- Exercise
Can you gather and copy every line in the records below that contains the word "field"?
# Records for the exercise start
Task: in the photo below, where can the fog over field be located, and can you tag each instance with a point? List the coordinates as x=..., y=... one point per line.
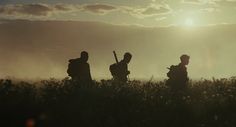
x=41, y=49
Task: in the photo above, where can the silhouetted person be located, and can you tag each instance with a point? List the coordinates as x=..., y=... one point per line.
x=178, y=75
x=120, y=70
x=78, y=69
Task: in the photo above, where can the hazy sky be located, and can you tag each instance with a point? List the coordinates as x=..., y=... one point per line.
x=37, y=38
x=142, y=12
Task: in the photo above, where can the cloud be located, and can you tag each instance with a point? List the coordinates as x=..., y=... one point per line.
x=149, y=11
x=99, y=8
x=26, y=9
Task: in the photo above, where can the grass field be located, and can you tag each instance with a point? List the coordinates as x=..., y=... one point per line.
x=55, y=103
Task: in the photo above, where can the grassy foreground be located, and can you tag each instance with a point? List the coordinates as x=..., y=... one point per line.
x=54, y=103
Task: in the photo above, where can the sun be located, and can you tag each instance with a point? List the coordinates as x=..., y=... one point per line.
x=189, y=22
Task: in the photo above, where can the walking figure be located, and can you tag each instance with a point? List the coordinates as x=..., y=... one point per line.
x=78, y=69
x=119, y=70
x=178, y=75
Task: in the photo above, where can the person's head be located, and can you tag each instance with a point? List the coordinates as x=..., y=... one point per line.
x=127, y=57
x=84, y=56
x=184, y=59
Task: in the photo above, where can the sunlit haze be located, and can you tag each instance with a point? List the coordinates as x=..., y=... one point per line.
x=37, y=38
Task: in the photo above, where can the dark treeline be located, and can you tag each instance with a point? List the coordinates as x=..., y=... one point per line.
x=54, y=103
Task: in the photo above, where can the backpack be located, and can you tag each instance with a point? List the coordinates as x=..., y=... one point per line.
x=173, y=71
x=114, y=69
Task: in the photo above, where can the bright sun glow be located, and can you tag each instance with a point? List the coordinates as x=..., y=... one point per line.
x=189, y=22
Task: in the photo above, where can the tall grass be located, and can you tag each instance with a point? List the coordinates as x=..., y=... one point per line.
x=55, y=103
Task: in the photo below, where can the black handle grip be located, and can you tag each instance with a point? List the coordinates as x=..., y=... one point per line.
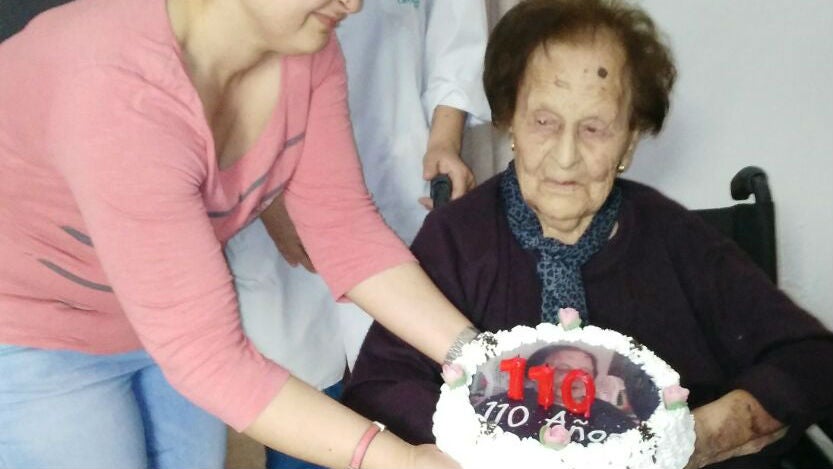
# Records for the exercise end
- Reply
Task: in the photo below, where can the fog over field be located, and can you tag each instance with a point? List the coordinates as x=..., y=... one point per line.
Task: in the photo above, where can the grass field be located, and can you tag each instance with a point? List the coordinates as x=..., y=... one point per line.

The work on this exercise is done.